* Begin *

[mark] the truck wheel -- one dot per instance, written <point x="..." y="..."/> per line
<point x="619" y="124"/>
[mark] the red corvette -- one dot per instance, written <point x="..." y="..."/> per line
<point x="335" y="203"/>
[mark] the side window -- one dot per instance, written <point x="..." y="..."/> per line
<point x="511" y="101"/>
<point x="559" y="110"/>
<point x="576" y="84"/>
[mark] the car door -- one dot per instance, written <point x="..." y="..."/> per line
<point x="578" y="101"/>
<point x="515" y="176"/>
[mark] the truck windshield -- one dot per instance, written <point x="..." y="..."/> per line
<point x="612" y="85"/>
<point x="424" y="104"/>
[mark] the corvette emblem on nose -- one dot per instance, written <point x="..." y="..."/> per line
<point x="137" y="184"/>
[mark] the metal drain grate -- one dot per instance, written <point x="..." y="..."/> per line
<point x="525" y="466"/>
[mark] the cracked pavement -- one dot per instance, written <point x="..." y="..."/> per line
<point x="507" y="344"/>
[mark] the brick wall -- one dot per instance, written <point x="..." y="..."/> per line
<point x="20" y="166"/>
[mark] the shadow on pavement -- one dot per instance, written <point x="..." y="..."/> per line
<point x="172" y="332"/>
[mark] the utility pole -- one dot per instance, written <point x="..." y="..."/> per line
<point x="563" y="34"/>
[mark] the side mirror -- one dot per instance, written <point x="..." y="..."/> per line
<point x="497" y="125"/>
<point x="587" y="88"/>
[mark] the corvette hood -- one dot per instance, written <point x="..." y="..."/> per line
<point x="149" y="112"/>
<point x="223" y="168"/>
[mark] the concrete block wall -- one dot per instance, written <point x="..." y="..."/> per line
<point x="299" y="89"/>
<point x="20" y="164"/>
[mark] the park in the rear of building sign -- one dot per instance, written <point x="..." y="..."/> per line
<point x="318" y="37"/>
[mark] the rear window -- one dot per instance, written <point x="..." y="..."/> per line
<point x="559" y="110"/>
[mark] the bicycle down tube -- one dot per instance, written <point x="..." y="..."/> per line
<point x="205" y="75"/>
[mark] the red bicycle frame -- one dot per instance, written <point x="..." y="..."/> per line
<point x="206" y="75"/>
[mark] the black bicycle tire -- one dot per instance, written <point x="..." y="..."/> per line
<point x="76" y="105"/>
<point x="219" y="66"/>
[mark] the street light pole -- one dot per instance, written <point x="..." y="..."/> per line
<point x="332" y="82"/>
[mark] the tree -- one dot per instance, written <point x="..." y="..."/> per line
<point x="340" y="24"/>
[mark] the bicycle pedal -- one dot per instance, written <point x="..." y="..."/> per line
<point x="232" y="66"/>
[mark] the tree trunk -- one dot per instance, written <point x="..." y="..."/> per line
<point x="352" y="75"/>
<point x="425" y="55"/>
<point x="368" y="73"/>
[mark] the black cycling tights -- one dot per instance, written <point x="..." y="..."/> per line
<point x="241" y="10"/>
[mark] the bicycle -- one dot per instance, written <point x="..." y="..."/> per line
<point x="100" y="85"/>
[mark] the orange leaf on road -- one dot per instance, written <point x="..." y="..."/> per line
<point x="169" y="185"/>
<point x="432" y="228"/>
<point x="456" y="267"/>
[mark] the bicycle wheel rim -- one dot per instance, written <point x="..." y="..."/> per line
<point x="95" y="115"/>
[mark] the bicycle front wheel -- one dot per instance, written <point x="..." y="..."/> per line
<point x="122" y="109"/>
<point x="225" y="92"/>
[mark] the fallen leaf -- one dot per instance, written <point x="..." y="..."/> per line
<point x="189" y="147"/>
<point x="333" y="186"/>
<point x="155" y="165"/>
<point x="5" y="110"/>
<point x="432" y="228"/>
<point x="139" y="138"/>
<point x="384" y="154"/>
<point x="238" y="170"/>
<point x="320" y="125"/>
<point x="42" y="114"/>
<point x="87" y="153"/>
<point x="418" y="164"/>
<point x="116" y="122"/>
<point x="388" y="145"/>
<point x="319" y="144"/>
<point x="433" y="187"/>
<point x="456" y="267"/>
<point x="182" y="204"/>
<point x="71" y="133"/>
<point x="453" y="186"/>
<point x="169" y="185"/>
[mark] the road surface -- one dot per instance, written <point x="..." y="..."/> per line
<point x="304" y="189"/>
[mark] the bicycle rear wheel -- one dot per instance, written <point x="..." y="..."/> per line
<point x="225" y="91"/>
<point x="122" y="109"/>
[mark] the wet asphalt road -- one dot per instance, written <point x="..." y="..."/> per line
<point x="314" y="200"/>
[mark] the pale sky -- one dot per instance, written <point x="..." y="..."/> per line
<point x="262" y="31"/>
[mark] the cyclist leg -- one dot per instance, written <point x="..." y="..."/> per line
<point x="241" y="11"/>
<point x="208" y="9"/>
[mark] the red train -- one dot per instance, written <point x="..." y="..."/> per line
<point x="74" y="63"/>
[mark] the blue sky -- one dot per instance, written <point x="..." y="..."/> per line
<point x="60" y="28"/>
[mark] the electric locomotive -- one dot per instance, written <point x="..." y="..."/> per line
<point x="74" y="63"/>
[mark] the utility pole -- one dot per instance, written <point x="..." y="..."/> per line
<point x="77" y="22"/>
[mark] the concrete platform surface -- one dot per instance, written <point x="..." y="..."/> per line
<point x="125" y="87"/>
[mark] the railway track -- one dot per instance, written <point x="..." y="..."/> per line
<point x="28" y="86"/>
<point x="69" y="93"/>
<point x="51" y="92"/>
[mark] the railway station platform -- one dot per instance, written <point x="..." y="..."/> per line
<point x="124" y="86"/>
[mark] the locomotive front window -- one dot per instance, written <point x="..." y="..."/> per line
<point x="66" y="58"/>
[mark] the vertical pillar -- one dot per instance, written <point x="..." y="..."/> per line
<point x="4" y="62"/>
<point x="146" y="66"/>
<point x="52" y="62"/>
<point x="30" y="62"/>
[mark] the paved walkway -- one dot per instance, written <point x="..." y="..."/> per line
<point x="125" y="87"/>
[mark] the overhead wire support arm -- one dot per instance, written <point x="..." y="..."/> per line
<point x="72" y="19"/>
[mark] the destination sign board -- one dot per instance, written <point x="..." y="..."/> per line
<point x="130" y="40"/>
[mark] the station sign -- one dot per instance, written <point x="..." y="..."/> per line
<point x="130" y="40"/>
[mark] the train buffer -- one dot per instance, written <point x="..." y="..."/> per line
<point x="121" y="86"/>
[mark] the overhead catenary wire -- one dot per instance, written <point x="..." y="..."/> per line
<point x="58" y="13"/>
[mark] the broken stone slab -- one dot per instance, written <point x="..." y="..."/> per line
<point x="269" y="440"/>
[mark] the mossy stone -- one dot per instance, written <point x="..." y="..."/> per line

* End *

Task details » Render every line of the entries above as one string in a single JSON list, leaving out any blank lines.

Answer for this exercise »
[
  "[mark] the truck wheel -- one dot per instance, written <point x=\"...\" y=\"...\"/> per line",
  "<point x=\"619\" y=\"124\"/>",
  "[mark] the red corvette -- one dot per instance, written <point x=\"...\" y=\"...\"/> per line",
  "<point x=\"335\" y=\"203\"/>",
  "[mark] the side window -- one dot per instance, written <point x=\"...\" y=\"...\"/> per line",
  "<point x=\"511\" y=\"101\"/>",
  "<point x=\"559\" y=\"110\"/>",
  "<point x=\"576\" y=\"84\"/>",
  "[mark] the car door -- one dot per instance, written <point x=\"...\" y=\"...\"/> per line",
  "<point x=\"578\" y=\"101\"/>",
  "<point x=\"515\" y=\"176\"/>",
  "[mark] the truck windshield -- one dot per instance, written <point x=\"...\" y=\"...\"/> per line",
  "<point x=\"612\" y=\"85\"/>",
  "<point x=\"424\" y=\"104\"/>",
  "[mark] the corvette emblem on nose -- one dot per instance, written <point x=\"...\" y=\"...\"/> per line",
  "<point x=\"137\" y=\"184\"/>",
  "[mark] the metal drain grate -- one dot per instance, written <point x=\"...\" y=\"...\"/> per line",
  "<point x=\"525\" y=\"466\"/>",
  "[mark] the cracked pavement -- one dot per instance, written <point x=\"...\" y=\"...\"/> per line",
  "<point x=\"507\" y=\"344\"/>",
  "[mark] the brick wall -- one dot per instance, written <point x=\"...\" y=\"...\"/> per line",
  "<point x=\"20\" y=\"166\"/>",
  "[mark] the shadow on pavement -- one dot per instance, written <point x=\"...\" y=\"...\"/> per line",
  "<point x=\"172\" y=\"332\"/>",
  "[mark] the utility pole -- one dot per instance, written <point x=\"...\" y=\"...\"/> per line",
  "<point x=\"563\" y=\"34\"/>",
  "[mark] the side mirror -- one dot per instance, written <point x=\"...\" y=\"...\"/> per line",
  "<point x=\"497\" y=\"125\"/>",
  "<point x=\"587\" y=\"88\"/>",
  "[mark] the corvette hood -- one dot per instance, written <point x=\"...\" y=\"...\"/> per line",
  "<point x=\"149\" y=\"112\"/>",
  "<point x=\"223\" y=\"168\"/>",
  "[mark] the concrete block wall -- one dot per instance, written <point x=\"...\" y=\"...\"/> per line",
  "<point x=\"299\" y=\"89\"/>",
  "<point x=\"20\" y=\"164\"/>",
  "[mark] the park in the rear of building sign -- one dot per instance, written <point x=\"...\" y=\"...\"/> per line",
  "<point x=\"318\" y=\"37\"/>",
  "[mark] the rear window -- one dot per instance, written <point x=\"...\" y=\"...\"/> per line",
  "<point x=\"559\" y=\"110\"/>",
  "[mark] the bicycle down tube -- one dot per instance, written <point x=\"...\" y=\"...\"/> per line",
  "<point x=\"205\" y=\"75\"/>",
  "[mark] the red bicycle frame -- one dot per instance, written <point x=\"...\" y=\"...\"/> per line",
  "<point x=\"206\" y=\"75\"/>",
  "[mark] the black bicycle tire -- one dot per instance, written <point x=\"...\" y=\"...\"/> per line",
  "<point x=\"76\" y=\"105\"/>",
  "<point x=\"219\" y=\"66\"/>",
  "[mark] the street light pole -- one dot per instance, written <point x=\"...\" y=\"...\"/> per line",
  "<point x=\"332\" y=\"82\"/>",
  "[mark] the tree -- one dot per instance, written <point x=\"...\" y=\"...\"/> per line",
  "<point x=\"340\" y=\"24\"/>",
  "[mark] the bicycle pedal -- one dot per instance, written <point x=\"...\" y=\"...\"/> per line",
  "<point x=\"232\" y=\"66\"/>",
  "[mark] the tree trunk -- one dot per instance, written <point x=\"...\" y=\"...\"/> per line",
  "<point x=\"352\" y=\"75\"/>",
  "<point x=\"425\" y=\"55\"/>",
  "<point x=\"368\" y=\"73\"/>",
  "[mark] the black cycling tights -- one dot per instance, written <point x=\"...\" y=\"...\"/> per line",
  "<point x=\"241\" y=\"10\"/>",
  "[mark] the bicycle -- one dot per instance, written <point x=\"...\" y=\"...\"/> per line",
  "<point x=\"100\" y=\"85\"/>",
  "[mark] the orange leaf on road -- one dot per instance, written <point x=\"...\" y=\"...\"/> per line",
  "<point x=\"169\" y=\"185\"/>",
  "<point x=\"432\" y=\"228\"/>",
  "<point x=\"456\" y=\"267\"/>",
  "[mark] the bicycle wheel rim -- one dot per instance, written <point x=\"...\" y=\"...\"/> per line",
  "<point x=\"95\" y=\"115\"/>",
  "[mark] the bicycle front wheel -- one dot per instance, written <point x=\"...\" y=\"...\"/> per line",
  "<point x=\"122\" y=\"109\"/>",
  "<point x=\"225\" y=\"92\"/>",
  "[mark] the fallen leaf -- one dot per instance, written <point x=\"...\" y=\"...\"/> per line",
  "<point x=\"189\" y=\"147\"/>",
  "<point x=\"333\" y=\"186\"/>",
  "<point x=\"155\" y=\"165\"/>",
  "<point x=\"5\" y=\"110\"/>",
  "<point x=\"432\" y=\"228\"/>",
  "<point x=\"139\" y=\"138\"/>",
  "<point x=\"384\" y=\"154\"/>",
  "<point x=\"238\" y=\"170\"/>",
  "<point x=\"320\" y=\"125\"/>",
  "<point x=\"42\" y=\"114\"/>",
  "<point x=\"87\" y=\"153\"/>",
  "<point x=\"418\" y=\"164\"/>",
  "<point x=\"116\" y=\"122\"/>",
  "<point x=\"388\" y=\"145\"/>",
  "<point x=\"319\" y=\"144\"/>",
  "<point x=\"433\" y=\"187\"/>",
  "<point x=\"456\" y=\"267\"/>",
  "<point x=\"182\" y=\"204\"/>",
  "<point x=\"71\" y=\"133\"/>",
  "<point x=\"453\" y=\"186\"/>",
  "<point x=\"169\" y=\"185\"/>",
  "[mark] the road surface -- one dot per instance, written <point x=\"...\" y=\"...\"/> per line",
  "<point x=\"304\" y=\"189\"/>",
  "[mark] the bicycle rear wheel -- one dot per instance, written <point x=\"...\" y=\"...\"/> per line",
  "<point x=\"225\" y=\"91\"/>",
  "<point x=\"122\" y=\"109\"/>",
  "[mark] the wet asphalt road -- one dot per instance, written <point x=\"...\" y=\"...\"/> per line",
  "<point x=\"314\" y=\"200\"/>",
  "[mark] the pale sky -- one dot per instance, written <point x=\"...\" y=\"...\"/> per line",
  "<point x=\"262\" y=\"31\"/>",
  "[mark] the cyclist leg -- one dot per instance, written <point x=\"...\" y=\"...\"/> per line",
  "<point x=\"241\" y=\"11\"/>",
  "<point x=\"208\" y=\"9\"/>",
  "[mark] the red train -- one dot per instance, written <point x=\"...\" y=\"...\"/> per line",
  "<point x=\"74\" y=\"63\"/>",
  "[mark] the blue sky -- one dot per instance, written <point x=\"...\" y=\"...\"/> per line",
  "<point x=\"60\" y=\"28\"/>",
  "[mark] the electric locomotive -- one dot per instance, written <point x=\"...\" y=\"...\"/> per line",
  "<point x=\"74\" y=\"63\"/>",
  "[mark] the utility pole -- one dot per instance, written <point x=\"...\" y=\"...\"/> per line",
  "<point x=\"77\" y=\"22\"/>",
  "[mark] the concrete platform surface -- one dot per instance, written <point x=\"...\" y=\"...\"/> per line",
  "<point x=\"125\" y=\"87\"/>",
  "[mark] the railway track -- one dot per instance, written <point x=\"...\" y=\"...\"/> per line",
  "<point x=\"28\" y=\"86\"/>",
  "<point x=\"69\" y=\"93\"/>",
  "<point x=\"51\" y=\"92\"/>",
  "[mark] the railway station platform -- one dot per instance, written <point x=\"...\" y=\"...\"/> per line",
  "<point x=\"124\" y=\"86\"/>",
  "[mark] the locomotive front window -- one dot per instance, written <point x=\"...\" y=\"...\"/> per line",
  "<point x=\"66\" y=\"58\"/>",
  "[mark] the vertical pillar -- one dot per instance, written <point x=\"...\" y=\"...\"/> per line",
  "<point x=\"4\" y=\"62\"/>",
  "<point x=\"146\" y=\"66\"/>",
  "<point x=\"52\" y=\"62\"/>",
  "<point x=\"30\" y=\"62\"/>",
  "[mark] the paved walkway -- one dot per instance, written <point x=\"...\" y=\"...\"/> per line",
  "<point x=\"125\" y=\"87\"/>",
  "[mark] the overhead wire support arm -- one dot per instance, written <point x=\"...\" y=\"...\"/> per line",
  "<point x=\"72\" y=\"19\"/>",
  "[mark] the destination sign board -- one dot per instance, written <point x=\"...\" y=\"...\"/> per line",
  "<point x=\"130\" y=\"40\"/>",
  "[mark] the station sign -- one dot per instance, written <point x=\"...\" y=\"...\"/> per line",
  "<point x=\"130\" y=\"40\"/>",
  "[mark] the train buffer -- one dot per instance, written <point x=\"...\" y=\"...\"/> per line",
  "<point x=\"121\" y=\"86\"/>",
  "[mark] the overhead catenary wire -- one dot per instance, written <point x=\"...\" y=\"...\"/> per line",
  "<point x=\"58\" y=\"13\"/>",
  "[mark] the broken stone slab -- one dot per instance, written <point x=\"...\" y=\"...\"/> per line",
  "<point x=\"269\" y=\"440\"/>",
  "[mark] the mossy stone -- one dot per instance, written <point x=\"...\" y=\"...\"/> per line"
]